Beijing’s management of China’s internal information space has proceeded along similar lines. Pro-Russian, anti-American messages dominate China’s social media landscape (Repnikova and Zhou 2022); a common trope characterizes Ukraine as an abusive and unfaithful wife who stole Russia’s children (Donetsk and Luhansk) to flirt with the US. The only known directive on domestic propaganda prohibits any challenge to China’s official position, bans media from republishing foreign news articles and coverage, and outlaws negative coverage of China–Russia relations as well as “harmful viewpoints that support or adulate the United States” (Wade 2022). This directive has effectively centralized official control of the narrative, even as state media focus primarily on other domestic topics, such as March’s National People’s Congress. Repnikova (2022a, 2022b) attributes Chinese “under-reporting” to a desire to avoid domestic scrutiny of the global controversy over the war, because that could produce unacceptable debate or criticism of China’s position and therefore of party decisions (which, again, may be particularly unwelcome prior to the 20th Party Congress). One survey suggested that Chinese respondents largely accept official framings: they generally supported Russia, believed the claims about US biolabs, and favored a peaceful settlement (Carter Center 2022).2

Official coverage also rarely incorporates Ukrainian government or citizen perspectives (Repnikova 2022a, 6–7), reinforcing the dominance of Russian-sourced or pro-Russian information and viewpoints. When they are discussed, Ukrainians either have little agency or are portrayed as neo-Nazis and US or NATO puppets. Although Chinese rhetoric did not portray the Ukrainian government as neo-Nazi prior to the invasion, officials and state media outlets quickly picked up this language—sometimes in their own wording, and sometimes by retweeting other accounts (Cooper et al. 2022). For example, CGTN (China Global Television Network, a state-run English-language channel) quoted Putin as calling the country’s leadership “terrorists…a gang of drug addicts and neo-Nazis” (Cooper et al. 2022). Xinhua (2022b) has also directly publicized, without critical assessment, Putin’s claims about “de-Nazification.” Coverage often reuses clips from Russian state media, or leans heavily on reporting by correspondents for CCTV, the state-owned broadcaster in Moscow—reporting that uncritically reproduces comments by Russian officials or information provided by Russian state media (Repnikova 2022a, 5). Media portrayals of a lack of Ukrainian agency echo the diplomatic sphere; Xi’s reported proposal in his March phone call with President Biden—that the US and NATO negotiate with Russia over Ukraine, seemingly without the Kyiv government present—emblematizes Beijing’s great-power focus, and its unwillingness to acknowledge Ukraine itself as a key agent in the conflict (Xinhua 2022c).

ENTRIES —
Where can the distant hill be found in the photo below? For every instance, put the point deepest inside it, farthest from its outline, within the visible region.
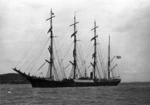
(12, 78)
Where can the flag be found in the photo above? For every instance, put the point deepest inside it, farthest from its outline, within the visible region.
(94, 37)
(50, 49)
(94, 55)
(49, 30)
(73, 34)
(52, 13)
(74, 53)
(118, 57)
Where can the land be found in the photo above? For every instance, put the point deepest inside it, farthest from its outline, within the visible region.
(12, 78)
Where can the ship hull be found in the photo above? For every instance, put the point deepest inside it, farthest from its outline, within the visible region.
(38, 82)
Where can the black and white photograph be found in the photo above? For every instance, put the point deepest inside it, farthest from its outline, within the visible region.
(74, 52)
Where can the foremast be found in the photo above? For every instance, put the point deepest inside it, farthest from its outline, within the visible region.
(75, 48)
(51, 43)
(94, 64)
(109, 57)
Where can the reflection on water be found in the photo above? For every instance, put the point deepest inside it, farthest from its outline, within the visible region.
(124, 94)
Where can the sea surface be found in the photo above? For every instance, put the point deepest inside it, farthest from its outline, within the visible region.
(123, 94)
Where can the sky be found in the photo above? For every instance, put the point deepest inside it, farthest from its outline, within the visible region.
(127, 22)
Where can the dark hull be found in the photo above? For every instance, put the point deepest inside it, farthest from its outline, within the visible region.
(45, 83)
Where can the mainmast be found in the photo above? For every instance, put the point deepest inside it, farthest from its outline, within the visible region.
(95, 50)
(109, 58)
(75, 49)
(51, 43)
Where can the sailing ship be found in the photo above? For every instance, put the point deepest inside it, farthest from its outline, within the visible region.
(75, 80)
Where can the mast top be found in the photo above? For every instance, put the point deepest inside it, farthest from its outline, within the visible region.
(52, 15)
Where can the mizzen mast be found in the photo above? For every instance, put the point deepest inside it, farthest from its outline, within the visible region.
(94, 64)
(75, 49)
(109, 58)
(51, 43)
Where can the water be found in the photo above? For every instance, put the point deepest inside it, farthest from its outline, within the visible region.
(124, 94)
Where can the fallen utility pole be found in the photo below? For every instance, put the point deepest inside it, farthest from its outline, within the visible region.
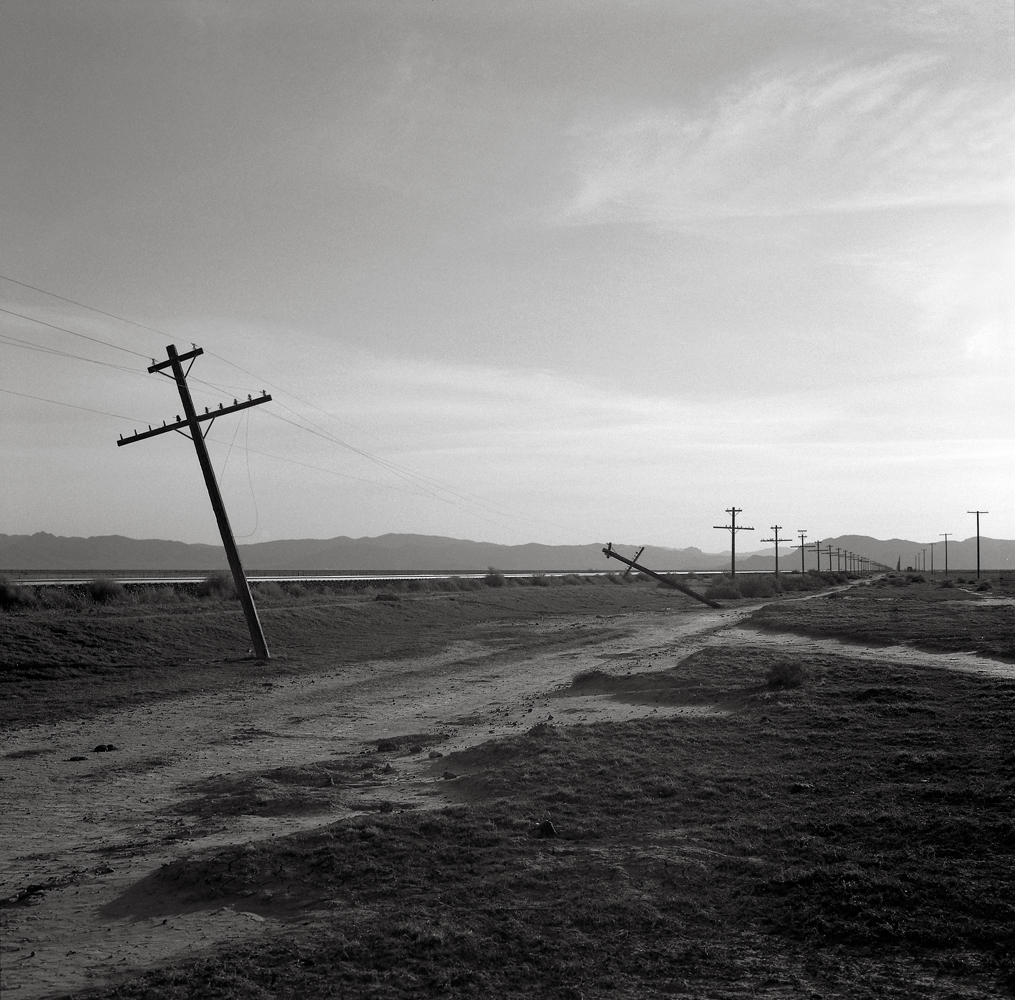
(611, 554)
(193, 422)
(637, 555)
(775, 529)
(733, 528)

EXERCISE TASKS —
1. In the text on China's management of information about the war in Ukraine, explain in one to three sentences why Repnikova thinks Chinese state media under-report the war.
2. Extend the text on Chinese official coverage of the war in Ukraine, beginning after its final sentence.

RESPONSES PER TASK —
1. Repnikova attributes the under-reporting to a wish to keep the global controversy over the war from drawing domestic scrutiny. Such scrutiny could lead to unacceptable debate or criticism of China's position and, therefore, of party decisions, which may be especially unwelcome before the 20th Party Congress.

2.
Beyond rhetoric, what of Chinese diplomatic behavior? Bilateral communications and exchange between Russia and China have remained robust, including at the most senior levels, with a call between Putin and Xi the day after the invasion, and another on Xi’s birthday, in June (S. Lau 2022a; Wei and Sha 2022). Both Xi and foreign minister / state councilor Wang Yi—the latter in a meeting with Russian foreign minister Sergey Lavrov—have echoed talking points about Russia’s “legitimate security concerns” in Europe and restated their commitment to the strategic partnership (FMPRC 2022c). In his April bilateral videoconference with Russian counterparts, Politburo Standing Committee member Li Zhanshu also reaffirmed the partnership, calling it “mature, tenacious, and stable” (Renmin Ribao 2022; cited in Medeiros 2022, 10). Li’s comments in a September 2022 meeting in Moscow were even more explicit, affirming Russia’s “core interests” in Ukraine and offering China’s “understanding and support” (Feng 2022).

Chinese diplomats have also robustly defended and supported Russia in bilateral, regional, and other diplomatic fora, whether with the US, Europe, or the global South. At the April virtual summit with the European Union, for example, China’s support for Russia and strident opposition to sanctions created diplomatic friction and has contributed to a downward slide in relations between China and much of Europe (Cook, Petrequin, and Moritsugu 2022; FMPRC 2022d). And at the BRICS summit in late June, Xi cited Ukraine in his criticisms of “bloc confrontation,” “unilateral sanctions,” and “hegemonism,” all of which are critiques of the American and Western approaches to security in the European and Asian regional settings as well as globally (Associated Press 2022).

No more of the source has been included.